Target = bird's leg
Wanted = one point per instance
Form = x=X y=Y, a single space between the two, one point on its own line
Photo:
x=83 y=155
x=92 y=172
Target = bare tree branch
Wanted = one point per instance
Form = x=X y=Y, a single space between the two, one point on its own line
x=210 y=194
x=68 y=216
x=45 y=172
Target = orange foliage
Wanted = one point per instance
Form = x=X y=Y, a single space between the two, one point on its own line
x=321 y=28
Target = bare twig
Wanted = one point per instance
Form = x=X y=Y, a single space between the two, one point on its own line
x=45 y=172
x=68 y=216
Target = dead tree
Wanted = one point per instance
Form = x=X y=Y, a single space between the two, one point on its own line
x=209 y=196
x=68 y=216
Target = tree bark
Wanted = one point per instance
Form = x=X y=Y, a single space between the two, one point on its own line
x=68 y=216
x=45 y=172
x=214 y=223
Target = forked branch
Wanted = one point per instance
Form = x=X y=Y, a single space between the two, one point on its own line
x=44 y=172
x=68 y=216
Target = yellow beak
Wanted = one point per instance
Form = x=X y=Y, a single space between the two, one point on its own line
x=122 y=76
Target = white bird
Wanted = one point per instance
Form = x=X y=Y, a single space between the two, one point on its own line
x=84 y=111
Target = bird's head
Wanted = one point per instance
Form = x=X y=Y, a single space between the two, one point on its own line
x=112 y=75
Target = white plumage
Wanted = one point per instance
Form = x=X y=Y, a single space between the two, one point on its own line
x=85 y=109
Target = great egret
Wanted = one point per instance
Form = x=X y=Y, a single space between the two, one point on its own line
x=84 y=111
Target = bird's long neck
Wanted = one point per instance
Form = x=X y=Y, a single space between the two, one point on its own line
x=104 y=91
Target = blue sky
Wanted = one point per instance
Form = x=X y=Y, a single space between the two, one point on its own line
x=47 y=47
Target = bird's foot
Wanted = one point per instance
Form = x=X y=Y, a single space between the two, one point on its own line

☆ ☆ ☆ ☆

§ What needs to be done:
Your response needs to restate the lines above exactly.

§ Written answer:
Target = bird's leg
Wanted = one point per instance
Form = x=X y=Y, a single space between the two, one point on its own line
Photo:
x=83 y=155
x=92 y=172
Target = bare tree branch
Wanted = one point per instance
Form = x=X y=Y, a single space between the two, one point on its own line
x=210 y=194
x=68 y=216
x=45 y=172
Target = orange foliage
Wanted = one point per instance
Form = x=X y=Y, a single space between the two, one point on its own line
x=321 y=28
Target = bare twig
Wanted = one point per instance
Form = x=X y=Y, a single space between the two, one point on its own line
x=45 y=172
x=68 y=216
Target = dead tree
Wanted = one point per instance
Form = x=X y=Y, a single space between the two, one point on its own line
x=209 y=196
x=68 y=216
Target = tree bark
Wanted = one point per instance
Form = x=X y=Y, a single space between the two, one point on its own line
x=68 y=216
x=45 y=172
x=214 y=223
Target = forked branch
Wanted = one point per instance
Form = x=X y=Y, a single space between the two, one point on its own line
x=44 y=172
x=68 y=216
Target = yellow beak
Wanted = one point per instance
Form = x=X y=Y, a single space between the two, one point on its own line
x=122 y=76
Target = white bird
Wanted = one point per instance
Form = x=X y=Y, a single space between the two, one point on its own line
x=84 y=111
Target = bird's head
Wanted = one point per instance
Form = x=X y=Y, a single space between the two, one point on its own line
x=112 y=75
Target = white plumage
Wanted = one point per instance
Form = x=X y=Y, a single space between the two, one point on its own line
x=85 y=109
Target = great egret
Wanted = one point per instance
Form = x=X y=Y, a single space between the two, one point on its own line
x=84 y=111
Target = bird's long neck
Wanted = one point per instance
Form = x=X y=Y, a single space between the two, one point on its own line
x=104 y=91
Target = blue sky
Wanted = one point per instance
Form = x=X y=Y, a single space between the two, one point on its own line
x=47 y=47
Target = bird's foot
Wanted = one point per instance
Form = x=X y=Y, a single space between the two, one point on its own line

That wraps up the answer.